Compito assegnato 1:
Ricopia parola per parola il brano del testo sulla povertà e il cristianesimo, da "Non vorrei passare" fino a "in ottima compagnia." compreso.

Sezione del documento:
Dal tenore degli argomenti trattati, dal tono delle risposte date ad alcuni miei dissonanti commenti, ho tratto l'impressione che il problema della povertà, la pratica della carità e della tolleranza non sono affatto di casa tra certa gente per bene che, con grande disinvoltura, passa dalla difesa della Messa in latino alla denigrazione di testimoni genuini del Vangelo come don Tonino Bello; tra certa gente che arriva a legittimare, giudicandole secondo teologia, le fortune politiche dell'esponente italiano più in vista della pluto-velinocrazia e, quindi, uno dei più accreditati testimoni di Mammona ma che non spende una parola di solidarietà per i fratelli che si arrabbattano tra le mille difficoltà del vivere quotidiano.
Così, ad esempio, per queste ineffabili persone, avviene che il "pane di ogni giorno" invocato nel Padre Nostro non è certo il pane impastato di farina, lievito ed acqua.
Quell'alimento prezioso e vitale per l'esistenza di tutti - per loro - è tutt'altra cosa. Si tratta di un pane diafano, aereo, spirituale, teologico e, per questo, perfettamente inadatto a sfamare pancia e stomaco vuoti.
Allo stesso modo, per questi spiriti eletti, Mammona non è più il denaro, il vile, diabolico denaro che è alla base delle profonde divisioni tra le categorie ed i gruppi sociali ma si identifica (sic) con l'ideologia catto-comunista-dossettiana. Così facendo, si svuotano - con evidente perfidia e con consapevole intenzione - le parole del loro stesso significato.
Pane è pane. Denaro è denaro. Cristianesimo è Cristianesimo.E un cristianesimo (la minuscola è voluta) ridotto a pura speculazione teologica, un cristianesimo fatto di cieli ma senza la terra, un cristianesimo arroccato su dogmi e visioni mariane, un cristianesimo edulcorato da sacricuorismi e sentimentalismi, un cristianesimo svuotato del messaggio rivoluzionario delle origini, un cristianesimo condito unicamente di riti e formalismi semipagani ma senza il sale del Vangelo, un cristianesimo non in grado di cambiare il mondo, un cristianesimo che non riesce a calarsi nella vita e nei bisogni delle persone, un cristianesimo sordo alle necessità del povero, un cristianesimo che strizza l'occhio al potere divenendo esso stesso strumento di potere, un cristianesimo chiuso tra le mura delle sacrestie, un cristianesimo con le mani perennemente giunte per evitare di sporcarsele al contatto con la miseria, un cristianesimo che pretende di salvare solo le anime dannando i corpi, un cristianesimo - infine - dal quale è assente la sobrietà, non è il Cristianesimo con la C maiuscola.
Non vorrei passare per un marziano o per uno che vive in un mondo tutto suo assecondando inguaribili inclinazioni al pauperismo. Credo al contrario di essere in ottima compagnia.

Dati di origine
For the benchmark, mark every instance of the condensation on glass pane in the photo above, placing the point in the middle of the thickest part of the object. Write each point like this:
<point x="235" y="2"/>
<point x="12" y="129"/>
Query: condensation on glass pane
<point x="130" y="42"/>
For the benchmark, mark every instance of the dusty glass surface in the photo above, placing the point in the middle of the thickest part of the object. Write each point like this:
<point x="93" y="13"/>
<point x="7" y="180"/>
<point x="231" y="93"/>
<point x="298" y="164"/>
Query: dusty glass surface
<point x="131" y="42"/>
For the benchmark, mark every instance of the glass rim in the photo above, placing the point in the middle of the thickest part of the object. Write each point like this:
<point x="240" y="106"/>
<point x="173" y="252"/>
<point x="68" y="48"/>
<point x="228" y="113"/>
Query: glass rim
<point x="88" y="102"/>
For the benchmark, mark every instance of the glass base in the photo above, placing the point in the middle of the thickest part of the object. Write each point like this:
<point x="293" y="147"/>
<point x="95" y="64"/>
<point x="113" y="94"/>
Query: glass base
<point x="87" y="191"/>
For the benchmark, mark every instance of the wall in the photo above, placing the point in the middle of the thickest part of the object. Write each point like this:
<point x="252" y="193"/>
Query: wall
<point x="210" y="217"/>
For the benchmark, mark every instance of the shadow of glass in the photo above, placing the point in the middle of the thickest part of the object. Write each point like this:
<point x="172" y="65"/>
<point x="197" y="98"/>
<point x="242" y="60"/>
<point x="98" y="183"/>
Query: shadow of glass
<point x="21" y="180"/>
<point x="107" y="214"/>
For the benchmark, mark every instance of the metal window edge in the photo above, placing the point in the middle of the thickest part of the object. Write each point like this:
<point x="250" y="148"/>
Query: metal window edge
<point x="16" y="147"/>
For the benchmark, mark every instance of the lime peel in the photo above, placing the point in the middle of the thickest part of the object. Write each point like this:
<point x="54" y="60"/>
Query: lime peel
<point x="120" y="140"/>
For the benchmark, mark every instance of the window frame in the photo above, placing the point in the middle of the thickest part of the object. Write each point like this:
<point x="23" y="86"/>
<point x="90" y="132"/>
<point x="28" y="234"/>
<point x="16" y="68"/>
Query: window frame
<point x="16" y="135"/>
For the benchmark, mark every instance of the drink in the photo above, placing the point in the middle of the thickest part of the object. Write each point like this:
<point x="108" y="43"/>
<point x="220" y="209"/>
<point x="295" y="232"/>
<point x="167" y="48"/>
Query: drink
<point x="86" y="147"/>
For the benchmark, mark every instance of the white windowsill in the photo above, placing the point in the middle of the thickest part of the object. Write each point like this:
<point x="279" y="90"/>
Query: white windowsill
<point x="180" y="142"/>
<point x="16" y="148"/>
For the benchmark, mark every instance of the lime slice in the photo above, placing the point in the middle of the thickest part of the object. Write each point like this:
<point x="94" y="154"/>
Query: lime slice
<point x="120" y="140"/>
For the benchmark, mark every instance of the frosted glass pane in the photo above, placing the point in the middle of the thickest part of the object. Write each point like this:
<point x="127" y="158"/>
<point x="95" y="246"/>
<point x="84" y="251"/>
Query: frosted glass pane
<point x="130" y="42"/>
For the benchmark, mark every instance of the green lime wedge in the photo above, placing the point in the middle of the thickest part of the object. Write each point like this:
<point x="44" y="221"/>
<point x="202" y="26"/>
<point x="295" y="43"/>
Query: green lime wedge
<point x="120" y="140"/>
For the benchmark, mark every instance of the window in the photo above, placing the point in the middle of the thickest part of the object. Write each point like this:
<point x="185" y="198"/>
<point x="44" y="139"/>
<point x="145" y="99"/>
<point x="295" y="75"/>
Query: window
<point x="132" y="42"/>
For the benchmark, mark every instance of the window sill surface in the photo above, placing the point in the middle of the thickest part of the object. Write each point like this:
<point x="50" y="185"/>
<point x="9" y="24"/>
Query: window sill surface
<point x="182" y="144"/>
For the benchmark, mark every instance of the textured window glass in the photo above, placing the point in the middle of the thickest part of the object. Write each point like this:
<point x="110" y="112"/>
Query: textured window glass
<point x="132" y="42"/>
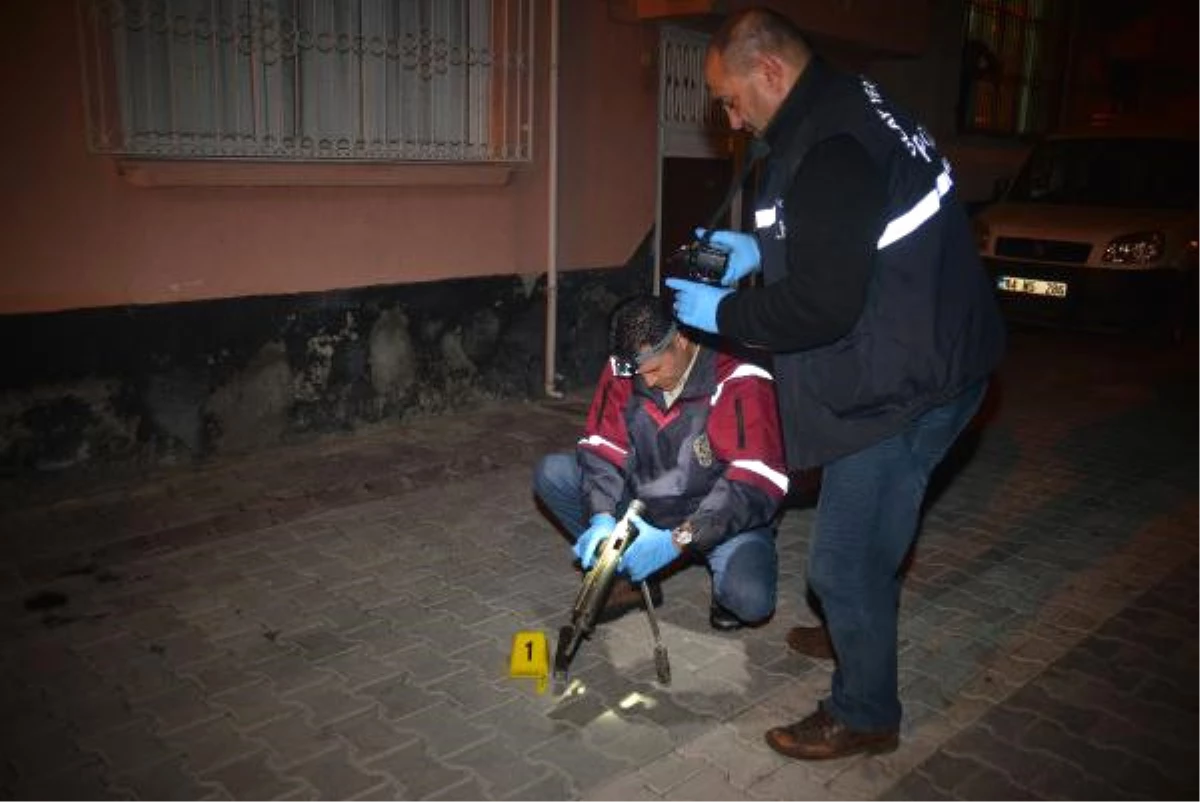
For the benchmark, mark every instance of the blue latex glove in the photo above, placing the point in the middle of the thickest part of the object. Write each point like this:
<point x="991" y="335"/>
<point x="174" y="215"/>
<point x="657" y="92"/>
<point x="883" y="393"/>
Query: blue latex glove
<point x="603" y="524"/>
<point x="696" y="303"/>
<point x="651" y="551"/>
<point x="744" y="257"/>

Compito assegnato 2:
In quante righe dei record compare la parola "peel"? Le maiuscole e le minuscole contano, e va scritto soltanto il numero.

Risposta completa 1:
Non vorrei passare per un marziano o per uno che vive in un mondo tutto suo assecondando inguaribili inclinazioni al pauperismo. Credo al contrario di essere in ottima compagnia.

Risposta completa 2:
2